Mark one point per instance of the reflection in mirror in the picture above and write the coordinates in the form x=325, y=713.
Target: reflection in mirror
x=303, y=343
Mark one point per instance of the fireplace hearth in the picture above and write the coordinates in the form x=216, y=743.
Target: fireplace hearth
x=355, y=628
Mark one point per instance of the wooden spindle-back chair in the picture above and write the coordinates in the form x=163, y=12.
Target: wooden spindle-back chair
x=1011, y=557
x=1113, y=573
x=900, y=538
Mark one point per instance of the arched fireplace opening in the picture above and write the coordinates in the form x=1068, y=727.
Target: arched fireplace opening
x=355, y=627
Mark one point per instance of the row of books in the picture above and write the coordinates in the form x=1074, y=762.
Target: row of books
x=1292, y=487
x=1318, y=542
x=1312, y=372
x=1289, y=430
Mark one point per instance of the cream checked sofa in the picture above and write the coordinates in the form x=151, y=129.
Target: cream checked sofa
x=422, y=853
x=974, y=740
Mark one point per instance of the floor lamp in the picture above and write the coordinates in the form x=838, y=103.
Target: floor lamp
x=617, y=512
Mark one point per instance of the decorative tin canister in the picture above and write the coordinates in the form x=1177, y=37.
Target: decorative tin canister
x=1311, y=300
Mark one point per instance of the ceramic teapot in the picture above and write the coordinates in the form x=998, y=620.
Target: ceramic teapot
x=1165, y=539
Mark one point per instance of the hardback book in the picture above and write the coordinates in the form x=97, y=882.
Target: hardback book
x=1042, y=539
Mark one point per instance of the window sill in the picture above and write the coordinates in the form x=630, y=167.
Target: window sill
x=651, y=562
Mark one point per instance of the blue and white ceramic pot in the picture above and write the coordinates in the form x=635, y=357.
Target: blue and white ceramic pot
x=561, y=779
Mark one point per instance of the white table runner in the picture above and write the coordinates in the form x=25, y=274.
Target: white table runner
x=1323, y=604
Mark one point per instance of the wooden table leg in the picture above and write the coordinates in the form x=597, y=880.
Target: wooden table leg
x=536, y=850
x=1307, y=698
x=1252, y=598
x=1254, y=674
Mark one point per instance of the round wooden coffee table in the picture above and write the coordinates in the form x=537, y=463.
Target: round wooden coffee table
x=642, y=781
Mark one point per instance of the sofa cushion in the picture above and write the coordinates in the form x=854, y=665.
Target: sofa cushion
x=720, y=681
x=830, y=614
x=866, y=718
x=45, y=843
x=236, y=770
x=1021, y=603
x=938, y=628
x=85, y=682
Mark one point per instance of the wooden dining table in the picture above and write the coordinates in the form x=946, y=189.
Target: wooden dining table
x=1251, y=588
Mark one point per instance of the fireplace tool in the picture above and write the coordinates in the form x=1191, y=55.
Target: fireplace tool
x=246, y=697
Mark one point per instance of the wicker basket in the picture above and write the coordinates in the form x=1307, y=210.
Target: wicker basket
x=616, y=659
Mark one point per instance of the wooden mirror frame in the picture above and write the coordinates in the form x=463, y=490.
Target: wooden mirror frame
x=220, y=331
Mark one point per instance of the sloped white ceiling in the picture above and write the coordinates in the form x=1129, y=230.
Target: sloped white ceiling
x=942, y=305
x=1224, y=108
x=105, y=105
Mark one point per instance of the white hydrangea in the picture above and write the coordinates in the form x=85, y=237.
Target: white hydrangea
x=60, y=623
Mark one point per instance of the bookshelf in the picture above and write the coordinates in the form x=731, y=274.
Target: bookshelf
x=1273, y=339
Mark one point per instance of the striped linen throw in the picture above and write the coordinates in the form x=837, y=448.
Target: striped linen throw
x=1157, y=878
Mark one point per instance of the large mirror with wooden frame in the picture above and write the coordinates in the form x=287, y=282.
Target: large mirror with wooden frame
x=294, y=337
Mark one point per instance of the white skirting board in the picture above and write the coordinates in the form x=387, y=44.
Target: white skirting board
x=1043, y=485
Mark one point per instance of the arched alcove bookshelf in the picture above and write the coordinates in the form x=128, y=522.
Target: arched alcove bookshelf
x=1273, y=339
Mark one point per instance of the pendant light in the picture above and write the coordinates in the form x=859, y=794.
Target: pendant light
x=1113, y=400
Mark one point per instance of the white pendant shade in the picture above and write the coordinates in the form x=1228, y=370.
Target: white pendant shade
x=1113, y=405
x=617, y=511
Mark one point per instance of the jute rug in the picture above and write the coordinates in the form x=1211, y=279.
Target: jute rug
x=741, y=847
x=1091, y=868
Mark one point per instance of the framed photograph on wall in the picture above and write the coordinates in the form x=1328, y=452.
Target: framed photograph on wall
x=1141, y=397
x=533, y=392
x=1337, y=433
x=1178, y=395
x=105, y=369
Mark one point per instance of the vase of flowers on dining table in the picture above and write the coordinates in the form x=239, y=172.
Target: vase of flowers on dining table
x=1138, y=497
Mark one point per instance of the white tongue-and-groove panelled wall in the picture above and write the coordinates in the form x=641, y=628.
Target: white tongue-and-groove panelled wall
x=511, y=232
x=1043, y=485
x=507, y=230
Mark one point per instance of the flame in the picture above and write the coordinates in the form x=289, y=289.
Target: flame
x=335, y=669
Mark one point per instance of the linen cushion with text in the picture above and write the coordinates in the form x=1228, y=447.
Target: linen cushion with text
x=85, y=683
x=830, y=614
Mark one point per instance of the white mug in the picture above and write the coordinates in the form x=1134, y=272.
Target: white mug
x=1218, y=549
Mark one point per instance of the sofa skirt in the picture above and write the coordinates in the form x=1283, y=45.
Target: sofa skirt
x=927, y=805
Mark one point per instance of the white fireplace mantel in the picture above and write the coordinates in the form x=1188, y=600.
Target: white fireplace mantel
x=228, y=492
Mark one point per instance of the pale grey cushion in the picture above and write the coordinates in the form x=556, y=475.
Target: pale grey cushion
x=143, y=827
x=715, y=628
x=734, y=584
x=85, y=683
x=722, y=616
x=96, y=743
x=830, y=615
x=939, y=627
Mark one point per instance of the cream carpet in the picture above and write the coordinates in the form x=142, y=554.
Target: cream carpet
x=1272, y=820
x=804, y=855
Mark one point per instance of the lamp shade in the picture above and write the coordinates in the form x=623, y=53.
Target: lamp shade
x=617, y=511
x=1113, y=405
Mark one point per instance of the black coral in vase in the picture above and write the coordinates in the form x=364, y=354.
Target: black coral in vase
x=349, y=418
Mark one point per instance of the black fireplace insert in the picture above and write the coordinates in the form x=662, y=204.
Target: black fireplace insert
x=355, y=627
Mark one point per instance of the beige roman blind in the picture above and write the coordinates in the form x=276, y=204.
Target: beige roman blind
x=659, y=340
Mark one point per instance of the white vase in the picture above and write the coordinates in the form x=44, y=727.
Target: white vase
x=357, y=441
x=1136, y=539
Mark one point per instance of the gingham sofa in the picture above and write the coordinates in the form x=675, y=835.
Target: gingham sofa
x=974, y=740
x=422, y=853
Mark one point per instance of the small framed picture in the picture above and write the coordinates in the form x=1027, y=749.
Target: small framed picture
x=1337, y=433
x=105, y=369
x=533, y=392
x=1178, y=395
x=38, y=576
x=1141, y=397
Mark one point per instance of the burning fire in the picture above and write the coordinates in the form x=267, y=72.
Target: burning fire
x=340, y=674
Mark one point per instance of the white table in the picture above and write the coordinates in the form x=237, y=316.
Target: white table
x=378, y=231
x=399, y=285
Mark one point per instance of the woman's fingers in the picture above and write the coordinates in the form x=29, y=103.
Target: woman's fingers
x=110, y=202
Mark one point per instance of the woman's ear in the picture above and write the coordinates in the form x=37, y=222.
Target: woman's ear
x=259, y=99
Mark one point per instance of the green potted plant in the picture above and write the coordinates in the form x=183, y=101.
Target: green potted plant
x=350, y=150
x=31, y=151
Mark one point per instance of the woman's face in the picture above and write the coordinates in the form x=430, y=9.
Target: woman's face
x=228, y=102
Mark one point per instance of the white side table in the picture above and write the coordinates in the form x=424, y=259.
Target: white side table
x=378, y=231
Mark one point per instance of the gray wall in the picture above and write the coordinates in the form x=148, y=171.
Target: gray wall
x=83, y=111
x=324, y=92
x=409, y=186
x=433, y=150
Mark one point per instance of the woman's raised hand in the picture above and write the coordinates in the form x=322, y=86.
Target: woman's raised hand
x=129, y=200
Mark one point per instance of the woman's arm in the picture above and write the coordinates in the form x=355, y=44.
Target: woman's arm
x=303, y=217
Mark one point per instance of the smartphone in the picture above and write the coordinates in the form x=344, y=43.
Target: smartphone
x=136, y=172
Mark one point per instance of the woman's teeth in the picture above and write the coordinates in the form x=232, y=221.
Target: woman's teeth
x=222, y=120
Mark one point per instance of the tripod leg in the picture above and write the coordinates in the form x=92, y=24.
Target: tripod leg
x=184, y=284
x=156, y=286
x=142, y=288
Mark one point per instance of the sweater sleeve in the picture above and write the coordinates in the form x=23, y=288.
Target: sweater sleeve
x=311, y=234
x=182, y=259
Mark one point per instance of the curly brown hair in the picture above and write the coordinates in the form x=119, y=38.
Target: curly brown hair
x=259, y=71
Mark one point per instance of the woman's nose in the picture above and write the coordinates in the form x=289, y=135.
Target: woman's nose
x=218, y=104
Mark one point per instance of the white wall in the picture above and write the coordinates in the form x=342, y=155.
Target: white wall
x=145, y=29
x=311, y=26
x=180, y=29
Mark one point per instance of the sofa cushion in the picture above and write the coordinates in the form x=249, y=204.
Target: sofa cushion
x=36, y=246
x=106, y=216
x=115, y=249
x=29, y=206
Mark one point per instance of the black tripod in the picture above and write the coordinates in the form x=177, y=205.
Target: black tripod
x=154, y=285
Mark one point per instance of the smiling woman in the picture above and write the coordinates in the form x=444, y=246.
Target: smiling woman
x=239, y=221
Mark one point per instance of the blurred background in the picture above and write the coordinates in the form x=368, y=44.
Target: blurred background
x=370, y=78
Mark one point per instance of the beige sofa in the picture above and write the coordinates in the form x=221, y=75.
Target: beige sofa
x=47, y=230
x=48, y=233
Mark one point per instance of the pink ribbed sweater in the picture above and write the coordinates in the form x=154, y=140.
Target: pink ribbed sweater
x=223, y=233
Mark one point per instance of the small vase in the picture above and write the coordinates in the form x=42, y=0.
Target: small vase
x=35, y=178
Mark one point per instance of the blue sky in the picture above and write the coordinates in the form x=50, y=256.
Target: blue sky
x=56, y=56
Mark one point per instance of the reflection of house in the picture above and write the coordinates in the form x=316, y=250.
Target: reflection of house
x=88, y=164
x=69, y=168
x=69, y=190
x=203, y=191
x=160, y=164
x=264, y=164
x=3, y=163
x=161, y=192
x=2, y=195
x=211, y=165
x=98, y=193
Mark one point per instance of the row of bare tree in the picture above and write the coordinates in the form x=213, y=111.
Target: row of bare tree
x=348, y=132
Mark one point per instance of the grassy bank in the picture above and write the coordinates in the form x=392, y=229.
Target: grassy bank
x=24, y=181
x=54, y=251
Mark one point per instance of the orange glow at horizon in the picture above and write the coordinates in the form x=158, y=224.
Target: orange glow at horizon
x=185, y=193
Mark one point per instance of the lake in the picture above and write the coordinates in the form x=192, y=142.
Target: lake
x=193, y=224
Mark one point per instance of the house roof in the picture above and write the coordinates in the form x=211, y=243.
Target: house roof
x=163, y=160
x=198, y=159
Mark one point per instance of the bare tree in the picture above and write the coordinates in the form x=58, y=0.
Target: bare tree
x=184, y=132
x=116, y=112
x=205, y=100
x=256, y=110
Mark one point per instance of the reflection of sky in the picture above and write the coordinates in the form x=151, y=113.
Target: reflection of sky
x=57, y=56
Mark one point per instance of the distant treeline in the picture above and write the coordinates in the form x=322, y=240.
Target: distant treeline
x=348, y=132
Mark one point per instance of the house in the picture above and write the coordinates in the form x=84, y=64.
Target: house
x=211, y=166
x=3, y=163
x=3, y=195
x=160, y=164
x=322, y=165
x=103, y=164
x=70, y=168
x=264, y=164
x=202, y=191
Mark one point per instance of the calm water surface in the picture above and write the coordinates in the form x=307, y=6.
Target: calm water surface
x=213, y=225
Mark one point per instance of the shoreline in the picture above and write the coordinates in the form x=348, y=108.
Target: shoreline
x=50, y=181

> _What the task asks_
Your reply should hold only the lines from the first line of the records through the one with "Mark one point per instance of the wooden spindle-back", reproduced word for word.

> _Solution_
Mark one point per instance of the reflection in mirror in the picture above and write the coordinates in the form x=325, y=713.
Target: reflection in mirror
x=303, y=343
Mark one point per instance of the fireplace hearth in the picture above and write the coordinates in the form x=216, y=743.
Target: fireplace hearth
x=355, y=628
Mark one point per instance of the wooden spindle-back chair in the picture above and write the coordinates in the form x=163, y=12.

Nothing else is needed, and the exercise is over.